**Records**:
* start *
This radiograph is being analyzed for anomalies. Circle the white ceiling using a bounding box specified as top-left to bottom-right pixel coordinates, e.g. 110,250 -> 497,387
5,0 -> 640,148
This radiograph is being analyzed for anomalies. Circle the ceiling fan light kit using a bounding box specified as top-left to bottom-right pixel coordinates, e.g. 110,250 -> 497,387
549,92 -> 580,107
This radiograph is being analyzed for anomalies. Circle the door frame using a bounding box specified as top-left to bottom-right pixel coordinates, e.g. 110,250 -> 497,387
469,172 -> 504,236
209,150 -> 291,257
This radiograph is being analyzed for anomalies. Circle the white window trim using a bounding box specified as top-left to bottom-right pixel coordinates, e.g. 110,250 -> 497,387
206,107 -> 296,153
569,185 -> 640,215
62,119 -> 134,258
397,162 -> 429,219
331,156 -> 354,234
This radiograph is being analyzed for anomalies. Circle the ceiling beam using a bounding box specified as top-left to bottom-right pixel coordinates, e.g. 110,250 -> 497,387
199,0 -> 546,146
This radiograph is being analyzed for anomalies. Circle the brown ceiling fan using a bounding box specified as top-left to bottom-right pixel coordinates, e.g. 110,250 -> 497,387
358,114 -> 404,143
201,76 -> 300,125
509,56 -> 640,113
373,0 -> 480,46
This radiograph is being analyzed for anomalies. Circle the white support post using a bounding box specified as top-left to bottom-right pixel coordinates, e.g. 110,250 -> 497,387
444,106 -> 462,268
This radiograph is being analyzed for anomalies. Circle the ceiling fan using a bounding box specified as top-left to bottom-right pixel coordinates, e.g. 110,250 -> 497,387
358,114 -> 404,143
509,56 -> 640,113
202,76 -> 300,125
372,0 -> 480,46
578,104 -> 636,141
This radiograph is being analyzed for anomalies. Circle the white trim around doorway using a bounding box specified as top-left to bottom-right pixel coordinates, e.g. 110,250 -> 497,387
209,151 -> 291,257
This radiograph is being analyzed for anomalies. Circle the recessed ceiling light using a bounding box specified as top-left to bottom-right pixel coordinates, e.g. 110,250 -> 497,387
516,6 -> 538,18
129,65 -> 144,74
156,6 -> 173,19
* end *
Print every one of the records above, word for word.

**Exercise solution**:
This radiograph is being analyzed for anomalies. Circle the white ceiling using a bounding box specified as top-left to bottom-right pixel coordinates, e.g. 110,250 -> 497,387
5,0 -> 640,148
This radiograph is being analyzed for anomalies. Circle the ceiling fan light kit using a bounding box specified as top-left to bottom-right pixel coordinates, e.g. 110,250 -> 497,387
549,92 -> 580,107
This radiograph is being analyzed for anomalies. Circle the door frame using a bounding box specified as top-left to bottom-right pixel coordinates, e.g. 110,250 -> 497,387
469,172 -> 504,236
209,150 -> 291,257
This radiograph is being analyzed for anomalies. Circle the white window trim using a bounding box specified as top-left to bottom-right pixel coordinates, e.g. 110,250 -> 497,387
206,107 -> 296,153
569,185 -> 640,215
62,119 -> 134,258
397,162 -> 429,219
331,156 -> 354,234
This radiograph is being analyzed for anomalies. Circle the ceiling beam using a bounding box specified as top-left to bottom-right pixel coordinates, e.g. 110,250 -> 497,387
199,0 -> 546,146
This radiograph is being analyzed for anomalies. Circle the brown ceiling fan using a bounding box specified as top-left to bottom-right pixel coordinates, e.g. 110,250 -> 497,387
358,114 -> 404,143
201,76 -> 300,125
509,56 -> 640,113
373,0 -> 480,46
This radiograph is being analyzed for anomalies. Circle the white support post using a bounding box specified as top-left to bottom-right pixel coordinates, e.g. 110,250 -> 497,387
444,106 -> 462,268
This radiograph is being analyzed for anomalies. Circle the ceiling fan using a bounding box specified as top-left to bottom-right pixel coordinates, e.g. 110,250 -> 497,387
358,114 -> 404,143
509,56 -> 640,113
202,76 -> 300,125
372,0 -> 480,46
578,104 -> 636,141
This radiograph is being analyzed for anomalies. Circle the white trim around doorway using a bounding box specified as top-left to bottom-right pixel coordinates, e.g. 110,250 -> 497,387
209,151 -> 291,257
This radiograph is being analyzed for anomalies. Circle the recessed ceiling light using a bounding box specified as top-left to bottom-right pixel coordinates, e.g. 110,250 -> 497,387
516,6 -> 538,18
129,65 -> 144,74
156,6 -> 173,19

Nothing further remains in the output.